▶ To do: Gather every line in the listing below that contains the string "woman", matching case exactly, and copy each one out in full.

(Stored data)
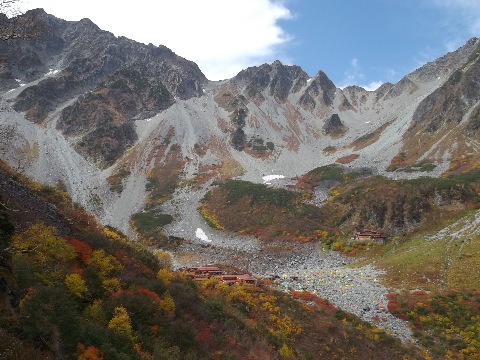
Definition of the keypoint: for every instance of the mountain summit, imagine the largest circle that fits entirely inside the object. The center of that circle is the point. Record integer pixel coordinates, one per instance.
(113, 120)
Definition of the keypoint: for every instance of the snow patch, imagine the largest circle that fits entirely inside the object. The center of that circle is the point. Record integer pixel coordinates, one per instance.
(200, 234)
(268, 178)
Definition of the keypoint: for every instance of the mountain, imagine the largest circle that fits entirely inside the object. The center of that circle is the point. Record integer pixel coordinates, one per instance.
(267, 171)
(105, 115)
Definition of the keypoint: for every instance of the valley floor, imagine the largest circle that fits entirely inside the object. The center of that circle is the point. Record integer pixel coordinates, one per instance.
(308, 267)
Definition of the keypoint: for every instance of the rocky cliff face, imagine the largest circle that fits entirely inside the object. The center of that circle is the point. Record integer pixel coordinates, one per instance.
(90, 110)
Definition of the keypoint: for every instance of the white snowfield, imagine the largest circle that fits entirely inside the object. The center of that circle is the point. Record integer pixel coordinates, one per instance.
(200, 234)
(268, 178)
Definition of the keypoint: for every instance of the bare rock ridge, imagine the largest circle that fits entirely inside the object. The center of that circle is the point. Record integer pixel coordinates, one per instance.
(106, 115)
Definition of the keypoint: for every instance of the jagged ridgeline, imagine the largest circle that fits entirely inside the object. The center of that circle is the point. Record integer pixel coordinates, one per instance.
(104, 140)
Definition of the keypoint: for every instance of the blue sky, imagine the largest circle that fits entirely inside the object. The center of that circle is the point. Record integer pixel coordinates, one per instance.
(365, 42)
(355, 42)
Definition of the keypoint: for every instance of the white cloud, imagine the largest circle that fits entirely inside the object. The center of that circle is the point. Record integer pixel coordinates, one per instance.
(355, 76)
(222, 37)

* * *

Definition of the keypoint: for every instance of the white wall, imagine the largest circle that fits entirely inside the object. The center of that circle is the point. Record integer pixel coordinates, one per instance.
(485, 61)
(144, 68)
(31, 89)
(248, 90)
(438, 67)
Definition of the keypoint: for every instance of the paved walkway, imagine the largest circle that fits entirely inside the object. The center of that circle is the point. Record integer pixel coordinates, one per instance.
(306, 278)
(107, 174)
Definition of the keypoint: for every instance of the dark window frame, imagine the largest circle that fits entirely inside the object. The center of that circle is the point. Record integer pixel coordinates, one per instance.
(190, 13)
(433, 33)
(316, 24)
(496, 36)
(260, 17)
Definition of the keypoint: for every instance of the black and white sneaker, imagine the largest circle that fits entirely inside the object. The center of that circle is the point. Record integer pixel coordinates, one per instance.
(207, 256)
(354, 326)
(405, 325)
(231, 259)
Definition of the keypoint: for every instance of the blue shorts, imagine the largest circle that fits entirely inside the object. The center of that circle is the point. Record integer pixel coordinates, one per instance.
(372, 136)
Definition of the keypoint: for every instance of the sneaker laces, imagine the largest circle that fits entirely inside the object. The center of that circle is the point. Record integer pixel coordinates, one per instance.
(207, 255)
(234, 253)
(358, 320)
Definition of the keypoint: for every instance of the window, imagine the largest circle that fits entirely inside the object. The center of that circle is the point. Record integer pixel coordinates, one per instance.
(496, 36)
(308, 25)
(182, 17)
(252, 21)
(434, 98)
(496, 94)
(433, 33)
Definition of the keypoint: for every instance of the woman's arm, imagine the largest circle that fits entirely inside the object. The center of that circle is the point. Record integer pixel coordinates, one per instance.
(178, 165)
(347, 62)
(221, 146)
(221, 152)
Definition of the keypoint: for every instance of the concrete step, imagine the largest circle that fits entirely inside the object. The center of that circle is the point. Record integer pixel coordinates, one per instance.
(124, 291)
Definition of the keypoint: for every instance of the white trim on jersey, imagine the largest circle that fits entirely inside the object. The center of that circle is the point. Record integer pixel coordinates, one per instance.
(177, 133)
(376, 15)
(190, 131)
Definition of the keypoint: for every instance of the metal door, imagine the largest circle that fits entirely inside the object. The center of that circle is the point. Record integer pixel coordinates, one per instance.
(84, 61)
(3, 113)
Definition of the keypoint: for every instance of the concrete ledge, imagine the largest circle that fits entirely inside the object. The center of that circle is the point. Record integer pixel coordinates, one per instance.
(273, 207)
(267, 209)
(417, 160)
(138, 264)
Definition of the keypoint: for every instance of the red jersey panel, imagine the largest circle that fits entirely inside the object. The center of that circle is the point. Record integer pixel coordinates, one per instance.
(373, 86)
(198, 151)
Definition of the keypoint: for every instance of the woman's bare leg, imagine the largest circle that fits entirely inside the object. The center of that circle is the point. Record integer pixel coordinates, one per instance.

▶ Complete answer:
Definition of the keypoint: for every instance of the woman's arm, imagine the largest circle that fits entirely inside the object. The center of that circle is the point. Record integer pixel coordinates, one per instance.
Definition of the keypoint: for every instance of the woman's bare leg, imagine the largest circle that fits entirely inside the object. The center of that circle is the point. Record integer pixel coordinates, one per instance.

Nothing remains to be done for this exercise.